Questions on the material:
a) In the text on retinal vein occlusion, what was the mean follow-up period for the assessed eyes?
b) Reproduce the part of the text on retinal vein occlusion that begins at the words "In the single" and stops after the words "lower than in Group B.".

#### Text ####

|Introducing anti-VEGF treatment with attention to the presence of recurrent serous retinal detachment can help to optimize BVO-ME patients’ visual outcomes. Photo: Carolyn Majcher, OD. Click image to enlarge.|
Because macular edema contributes heavily to visual acuity decline in patients with retinal vein occlusion, clinicians aim to reduce it by treating with anti-VEGF agents. Recently, researchers investigated long-term treatment outcomes in patients with macular edema secondary to branch retinal vein occlusion (BRVO), since data beyond three months was limited. They clarified several predictors of long-term visual prognosis in these patients by correlating retinal structure via optical coherence tomography and visual acuity.
In the single center study, the researchers retrospectively recruited patients who received intravitreal anti-VEGF injections as their primary treatment for BRVO and who had at least 36 months of follow-up. Patients were divided into Groups A (≥0.7) and B (<0.7) based on their best-corrected visual acuity (BCVA) at the final visit.
A total of 47 eyes of 45 patients were assessed, with mean follow-up of 64.38 months. Group A (n=32) had significantly better BCVA than Group B (n=15) at all time points. The ratio that the number of eyes with intact ellipsoid zone band and foveal bulge in Group A was higher than in Group B. The ratio that the number of eyes with observed serous retinal detachment recurrence by the final visit in Group A was lower than in Group B.
“This study demonstrated that baseline BCVA, the integrity of the ellipsoid zone layer, and the presence of a foveal bulge were significant predictors of post-treatment visual acuity in the long-term, as well as in the short-term, as shown in other studies,” the researchers wrote in their BMC Ophthalmology paper.

#### Data ####

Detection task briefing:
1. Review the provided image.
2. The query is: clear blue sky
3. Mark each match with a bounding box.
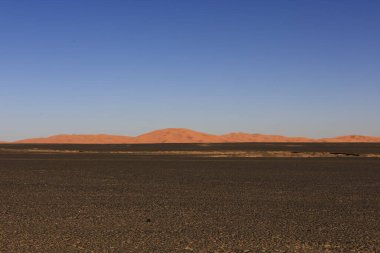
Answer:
[0,0,380,140]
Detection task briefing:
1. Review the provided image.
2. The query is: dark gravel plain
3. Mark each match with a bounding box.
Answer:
[0,143,380,253]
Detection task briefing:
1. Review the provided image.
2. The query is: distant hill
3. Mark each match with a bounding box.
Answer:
[7,128,380,144]
[15,134,134,144]
[319,135,380,142]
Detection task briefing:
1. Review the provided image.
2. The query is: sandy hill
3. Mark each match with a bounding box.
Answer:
[136,128,224,143]
[16,134,134,144]
[319,135,380,142]
[223,133,314,142]
[8,128,380,144]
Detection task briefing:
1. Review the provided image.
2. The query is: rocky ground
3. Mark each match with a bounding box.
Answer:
[0,144,380,252]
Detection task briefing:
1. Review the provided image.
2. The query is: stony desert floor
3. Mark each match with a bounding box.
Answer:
[0,143,380,253]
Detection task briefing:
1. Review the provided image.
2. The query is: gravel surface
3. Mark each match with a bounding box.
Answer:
[0,144,380,253]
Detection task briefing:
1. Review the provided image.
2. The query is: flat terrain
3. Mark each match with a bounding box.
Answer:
[0,143,380,253]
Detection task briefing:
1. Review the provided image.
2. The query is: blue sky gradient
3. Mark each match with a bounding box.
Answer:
[0,0,380,140]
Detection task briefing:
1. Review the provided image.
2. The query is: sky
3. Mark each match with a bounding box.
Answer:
[0,0,380,141]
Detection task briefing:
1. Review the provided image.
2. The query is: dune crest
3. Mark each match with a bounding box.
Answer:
[16,134,134,144]
[8,128,380,144]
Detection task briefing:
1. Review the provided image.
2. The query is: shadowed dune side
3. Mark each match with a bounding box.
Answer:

####

Answers:
a) 64.38 months

b)
In the single center study, the researchers retrospectively recruited patients who received intravitreal anti-VEGF injections as their primary treatment for BRVO and who had at least 36 months of follow-up. Patients were divided into Groups A (≥0.7) and B (<0.7) based on their best-corrected visual acuity (BCVA) at the final visit.
A total of 47 eyes of 45 patients were assessed, with mean follow-up of 64.38 months. Group A (n=32) had significantly better BCVA than Group B (n=15) at all time points. The ratio that the number of eyes with intact ellipsoid zone band and foveal bulge in Group A was higher than in Group B. The ratio that the number of eyes with observed serous retinal detachment recurrence by the final visit in Group A was lower than in Group B.